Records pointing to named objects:
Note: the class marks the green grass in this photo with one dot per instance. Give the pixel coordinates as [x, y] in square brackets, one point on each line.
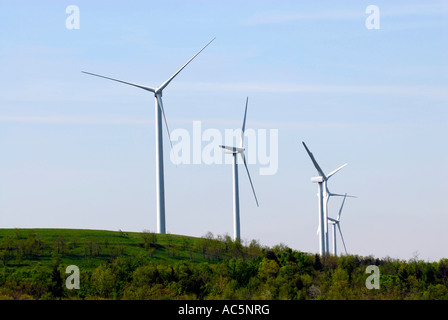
[89, 248]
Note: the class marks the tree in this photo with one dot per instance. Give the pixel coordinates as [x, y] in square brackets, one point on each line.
[103, 280]
[56, 287]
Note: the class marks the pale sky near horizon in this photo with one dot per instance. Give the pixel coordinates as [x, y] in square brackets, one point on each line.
[78, 151]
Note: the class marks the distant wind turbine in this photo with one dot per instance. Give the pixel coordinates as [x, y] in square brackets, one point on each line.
[323, 196]
[335, 222]
[236, 201]
[160, 185]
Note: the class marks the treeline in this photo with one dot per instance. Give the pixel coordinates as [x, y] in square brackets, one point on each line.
[228, 270]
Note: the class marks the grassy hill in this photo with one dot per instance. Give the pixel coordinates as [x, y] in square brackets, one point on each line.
[89, 248]
[132, 265]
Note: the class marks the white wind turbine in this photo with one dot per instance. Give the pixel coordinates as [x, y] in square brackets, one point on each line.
[236, 199]
[159, 113]
[323, 196]
[335, 222]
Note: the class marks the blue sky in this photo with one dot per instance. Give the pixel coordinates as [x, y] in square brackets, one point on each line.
[78, 151]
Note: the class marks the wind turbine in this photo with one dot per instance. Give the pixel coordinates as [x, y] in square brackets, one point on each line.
[335, 222]
[236, 198]
[159, 112]
[323, 196]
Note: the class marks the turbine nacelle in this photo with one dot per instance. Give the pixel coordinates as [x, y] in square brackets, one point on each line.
[233, 150]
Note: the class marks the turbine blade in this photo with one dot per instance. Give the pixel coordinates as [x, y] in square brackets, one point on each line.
[128, 83]
[316, 165]
[244, 124]
[250, 180]
[160, 104]
[334, 171]
[163, 86]
[343, 242]
[342, 205]
[340, 195]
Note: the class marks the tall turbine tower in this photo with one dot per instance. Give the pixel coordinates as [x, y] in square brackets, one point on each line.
[236, 198]
[159, 112]
[335, 222]
[323, 194]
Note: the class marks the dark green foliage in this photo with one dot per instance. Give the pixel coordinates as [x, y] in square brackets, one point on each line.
[127, 265]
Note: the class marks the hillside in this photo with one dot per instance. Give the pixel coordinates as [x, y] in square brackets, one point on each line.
[130, 265]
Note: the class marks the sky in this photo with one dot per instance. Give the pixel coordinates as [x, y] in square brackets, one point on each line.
[79, 152]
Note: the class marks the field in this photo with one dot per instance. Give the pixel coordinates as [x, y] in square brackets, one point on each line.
[145, 265]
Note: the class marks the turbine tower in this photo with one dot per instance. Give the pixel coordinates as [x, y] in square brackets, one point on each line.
[323, 195]
[236, 198]
[335, 222]
[159, 113]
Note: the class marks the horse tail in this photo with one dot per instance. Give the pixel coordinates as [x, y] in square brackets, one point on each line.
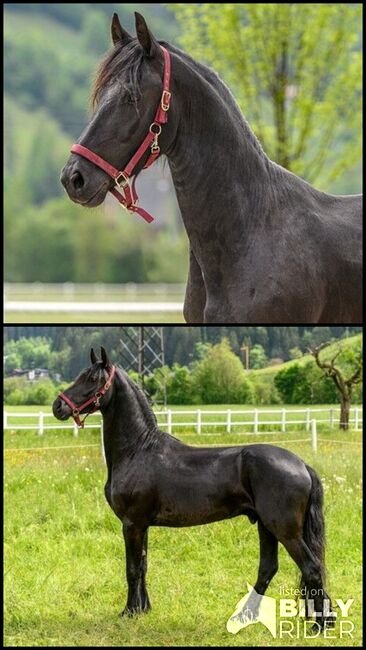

SHORT EXERCISE> Reproduce only the records from the line containing "Note: the class marks the tall" through the end of the records, inclusive, changing every "in this photo" to "in this image" and leaving the rest unchanged. Leave the pictures out of the answer.

OUTPUT BELOW>
Note: the class marks the tall turbine tower in this image with one dot per instance. Give the pixel coordinates as [x, y] in square brackets, one point on each line.
[236, 198]
[159, 112]
[335, 222]
[323, 194]
Note: the class marks the dark green foliage in this image with one dot per instance. Give the pixel coordinates as [x, y] in square brackets, one point on each line.
[127, 265]
Note: the class marks the hillside in this image with one dot per instance. Give the pixel coordinates as [x, y] in square brackets, one point on each line.
[130, 265]
Note: the class marks the sky in this image with one dot per instance. Give the pixel coordinates as [x, y] in square brackets, one point on each line.
[79, 152]
Note: the class marks the field in this image with one dot per instance. Give the pixel coordinates as [x, y] in square brackets, one point on each line.
[145, 265]
Note: the class marks the turbine tower in this image with one dot per instance. Give the pixel coordinates as [x, y] in square brackets, one point on each line.
[323, 195]
[236, 198]
[335, 222]
[159, 113]
Note: the class marks the horse tail in this image with one dot per instance. Give the pixel coordinates as [x, y] in square brackets, one point on each line.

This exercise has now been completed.